[Collection entries]
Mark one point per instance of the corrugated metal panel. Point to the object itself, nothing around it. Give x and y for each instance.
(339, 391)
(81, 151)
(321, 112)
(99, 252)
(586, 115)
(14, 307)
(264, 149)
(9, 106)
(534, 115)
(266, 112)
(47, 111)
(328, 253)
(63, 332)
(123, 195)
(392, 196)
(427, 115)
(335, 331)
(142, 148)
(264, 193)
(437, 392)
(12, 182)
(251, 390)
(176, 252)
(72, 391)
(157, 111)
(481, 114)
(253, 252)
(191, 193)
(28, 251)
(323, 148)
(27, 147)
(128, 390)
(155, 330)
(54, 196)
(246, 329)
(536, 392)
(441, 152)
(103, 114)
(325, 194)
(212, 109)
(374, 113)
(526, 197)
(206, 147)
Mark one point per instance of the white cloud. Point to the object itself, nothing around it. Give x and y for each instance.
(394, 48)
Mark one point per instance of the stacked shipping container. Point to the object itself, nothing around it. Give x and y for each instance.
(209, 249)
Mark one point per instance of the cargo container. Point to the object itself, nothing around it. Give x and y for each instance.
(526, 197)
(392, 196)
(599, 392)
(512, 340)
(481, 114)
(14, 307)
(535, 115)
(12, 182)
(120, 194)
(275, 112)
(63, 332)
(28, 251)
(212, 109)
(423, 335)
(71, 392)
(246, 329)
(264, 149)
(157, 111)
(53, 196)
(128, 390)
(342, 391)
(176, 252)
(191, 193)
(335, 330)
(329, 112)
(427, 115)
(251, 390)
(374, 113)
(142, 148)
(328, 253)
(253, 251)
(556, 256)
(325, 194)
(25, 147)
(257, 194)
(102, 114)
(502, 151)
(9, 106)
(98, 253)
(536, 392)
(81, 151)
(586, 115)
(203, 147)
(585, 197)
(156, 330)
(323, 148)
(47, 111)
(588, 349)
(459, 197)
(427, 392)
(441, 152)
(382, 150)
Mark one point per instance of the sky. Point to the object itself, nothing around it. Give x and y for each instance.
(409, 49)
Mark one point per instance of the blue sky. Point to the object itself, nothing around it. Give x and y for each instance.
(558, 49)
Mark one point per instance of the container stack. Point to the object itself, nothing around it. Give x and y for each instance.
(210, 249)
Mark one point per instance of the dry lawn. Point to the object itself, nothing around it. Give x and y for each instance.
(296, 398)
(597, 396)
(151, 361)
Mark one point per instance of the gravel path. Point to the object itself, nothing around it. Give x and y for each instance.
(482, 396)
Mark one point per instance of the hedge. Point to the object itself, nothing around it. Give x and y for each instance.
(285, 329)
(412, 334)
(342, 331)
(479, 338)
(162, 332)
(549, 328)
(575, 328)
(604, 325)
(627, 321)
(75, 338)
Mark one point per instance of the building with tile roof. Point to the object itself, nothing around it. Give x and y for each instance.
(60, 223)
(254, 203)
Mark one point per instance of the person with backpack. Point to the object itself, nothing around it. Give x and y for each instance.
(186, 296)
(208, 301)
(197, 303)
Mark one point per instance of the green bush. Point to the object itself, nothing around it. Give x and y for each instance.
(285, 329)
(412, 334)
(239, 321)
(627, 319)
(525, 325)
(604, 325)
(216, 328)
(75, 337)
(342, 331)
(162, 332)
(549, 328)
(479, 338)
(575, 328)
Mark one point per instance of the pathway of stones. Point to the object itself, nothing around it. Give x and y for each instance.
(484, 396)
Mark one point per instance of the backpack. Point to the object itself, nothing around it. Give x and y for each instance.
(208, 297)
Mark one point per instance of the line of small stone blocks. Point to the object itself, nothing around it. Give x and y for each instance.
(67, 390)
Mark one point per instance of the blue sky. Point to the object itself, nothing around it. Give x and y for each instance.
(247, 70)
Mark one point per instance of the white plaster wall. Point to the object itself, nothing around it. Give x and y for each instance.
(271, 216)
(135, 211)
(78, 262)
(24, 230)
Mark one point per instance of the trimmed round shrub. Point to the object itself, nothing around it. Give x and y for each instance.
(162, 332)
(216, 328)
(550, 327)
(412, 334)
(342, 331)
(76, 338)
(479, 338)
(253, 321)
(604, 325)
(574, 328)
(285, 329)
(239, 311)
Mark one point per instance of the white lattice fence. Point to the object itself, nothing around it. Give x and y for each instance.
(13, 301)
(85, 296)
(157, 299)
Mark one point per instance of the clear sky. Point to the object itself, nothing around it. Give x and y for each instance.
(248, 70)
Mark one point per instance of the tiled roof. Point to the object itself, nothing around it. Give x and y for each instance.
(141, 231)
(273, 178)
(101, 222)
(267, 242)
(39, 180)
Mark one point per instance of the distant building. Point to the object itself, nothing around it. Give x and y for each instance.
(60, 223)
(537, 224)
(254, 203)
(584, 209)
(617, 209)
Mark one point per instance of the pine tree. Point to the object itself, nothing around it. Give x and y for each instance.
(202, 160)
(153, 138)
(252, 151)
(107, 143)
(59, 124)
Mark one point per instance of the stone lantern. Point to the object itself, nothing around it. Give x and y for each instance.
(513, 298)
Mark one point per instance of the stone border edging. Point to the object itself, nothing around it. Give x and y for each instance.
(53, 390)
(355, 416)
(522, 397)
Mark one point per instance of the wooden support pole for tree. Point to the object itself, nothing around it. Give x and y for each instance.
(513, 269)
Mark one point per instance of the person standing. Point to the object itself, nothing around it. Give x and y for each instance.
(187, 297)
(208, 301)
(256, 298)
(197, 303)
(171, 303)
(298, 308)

● WHAT THE TASK REQUIRES: All of the data above is to be transcribed without alteration.

● TASK OUTPUT:
Mark one point per instance of the corrugated metal panel. Point to the object itself, nothing around it. Give x and y for each instance.
(339, 391)
(81, 151)
(321, 112)
(99, 252)
(586, 115)
(14, 307)
(264, 149)
(9, 106)
(534, 115)
(266, 112)
(47, 111)
(328, 253)
(63, 332)
(123, 195)
(392, 196)
(427, 115)
(335, 331)
(142, 148)
(264, 193)
(437, 392)
(12, 182)
(251, 390)
(176, 252)
(72, 391)
(157, 111)
(481, 114)
(253, 252)
(191, 193)
(28, 251)
(323, 148)
(27, 147)
(128, 390)
(155, 330)
(54, 196)
(246, 329)
(536, 392)
(441, 152)
(103, 114)
(325, 194)
(212, 109)
(374, 113)
(526, 197)
(206, 147)
Mark one point per instance of the white cloud. Point to the object itself, nothing around it. Give x and y for each instance.
(394, 48)
Mark one point per instance of the stacked shipping container. Point to the object itself, nothing around it. Give x and y for each instance.
(209, 249)
Mark one point per instance of the cargo container. Point to the object itself, nothing around it. Give x and y for each instance.
(526, 197)
(392, 196)
(599, 392)
(512, 340)
(481, 114)
(14, 307)
(535, 115)
(12, 182)
(120, 194)
(275, 112)
(63, 332)
(28, 251)
(212, 109)
(423, 335)
(71, 392)
(246, 329)
(264, 149)
(157, 111)
(53, 196)
(128, 390)
(342, 391)
(176, 252)
(191, 193)
(335, 330)
(329, 112)
(427, 115)
(251, 390)
(374, 113)
(142, 148)
(328, 253)
(253, 251)
(556, 256)
(325, 194)
(25, 147)
(257, 194)
(102, 114)
(502, 151)
(9, 106)
(98, 253)
(536, 392)
(81, 151)
(586, 115)
(203, 147)
(585, 197)
(156, 330)
(323, 148)
(47, 111)
(588, 349)
(459, 197)
(427, 392)
(441, 152)
(382, 150)
Mark one point per instance of the sky. Point to the object itself, nothing around it. Give x and y for each instance.
(409, 49)
Mark one point per instance of the blue sky. Point to the object itself, nothing around it. Give x and y for each instance.
(558, 49)
Mark one point per instance of the container stack. Point to the object itself, nothing around it. Give x and y for each instance.
(210, 249)
Mark one point per instance of the dry lawn. Point to the object itself, nothing around it. Give x and y for each instance.
(296, 398)
(597, 396)
(151, 361)
Mark one point per instance of the gravel path. Point to the object itself, nothing around it. Give x and y for each instance.
(482, 396)
Mark one point per instance of the hedge. Point to the object itself, nothing around it. Give x and y for each instance.
(285, 329)
(412, 334)
(342, 331)
(479, 338)
(162, 332)
(549, 328)
(575, 328)
(604, 325)
(627, 321)
(75, 338)
Mark one point per instance of the building with tile roof. Point to the object itself, nothing around it. Give x and y for each instance.
(60, 223)
(254, 203)
Mark one point per instance of the person with backpack. Point to the object itself, nothing around it. Give x and y for each instance.
(186, 296)
(208, 301)
(197, 303)
Mark one point per instance of the green bush. Point to the object itself, nothing around it. Give x and y for each instance.
(285, 329)
(412, 334)
(239, 321)
(627, 319)
(525, 325)
(604, 325)
(216, 328)
(75, 337)
(342, 331)
(162, 332)
(549, 328)
(479, 338)
(575, 328)
Mark one point per instance of the pathway of stones. Point to the object itself, nothing around it. Give x and y for each instance.
(484, 396)
Mark one point per instance of the backpack. Point to the object itself, nothing around it. Give x and y for each instance.
(208, 297)
Mark one point per instance of the line of small stone blocks. Point to the object itself, nothing around it. Give x and y for each instance.
(67, 390)
Mark one point per instance of the blue sky. Point to the object itself, nothing around it. Give x and y for each instance.
(247, 70)
Mark one point per instance of the white plaster wall. Point to the object itself, nothing around it. Give x and y for each instance.
(271, 216)
(135, 211)
(78, 262)
(24, 230)
Mark one point per instance of the trimmed round shrub. Point to the object itself, nothing around it. Give x and y for each instance.
(162, 332)
(216, 328)
(550, 327)
(412, 334)
(342, 331)
(76, 338)
(479, 338)
(253, 321)
(604, 325)
(574, 328)
(285, 329)
(239, 311)
Mark one point per instance of the white lattice fence. Point to the object itself, nothing around it. Give x and y for each instance.
(13, 301)
(85, 296)
(157, 299)
Mark one point per instance of the clear sky. Point to the object itself, nothing around it. Give x and y for each instance.
(248, 70)
Mark one point per instance of the tiled roof. Point to the object itself, nothing around it. Give x and y for each instance.
(141, 231)
(273, 178)
(101, 222)
(267, 242)
(39, 180)
Mark one point per instance of the distant building. Point to the object itself, nothing around it. Give x and y for each instance.
(60, 223)
(537, 224)
(254, 203)
(584, 209)
(617, 209)
Mark one point per instance of the pine tree. Point to the object itself, nothing around it. Give x and y for each instance.
(202, 160)
(153, 138)
(252, 151)
(107, 143)
(59, 124)
Mark one point per instance of the stone lantern. Point to the object itself, nothing around it. Give x and y for each instance.
(513, 298)
Mark one point per instance of the stone border edging. Point to the object itself, nothing around it. Give x and y for each instance.
(53, 390)
(355, 416)
(522, 397)
Mark one point per instance of the wooden support pole for tree. Point to the object itself, nothing around it. Give x and y for each instance.
(513, 269)
Mark one point per instance of the person standing. Point to the object itself, nothing around it. Give x and y for each instance.
(187, 297)
(208, 301)
(256, 298)
(197, 303)
(171, 303)
(298, 308)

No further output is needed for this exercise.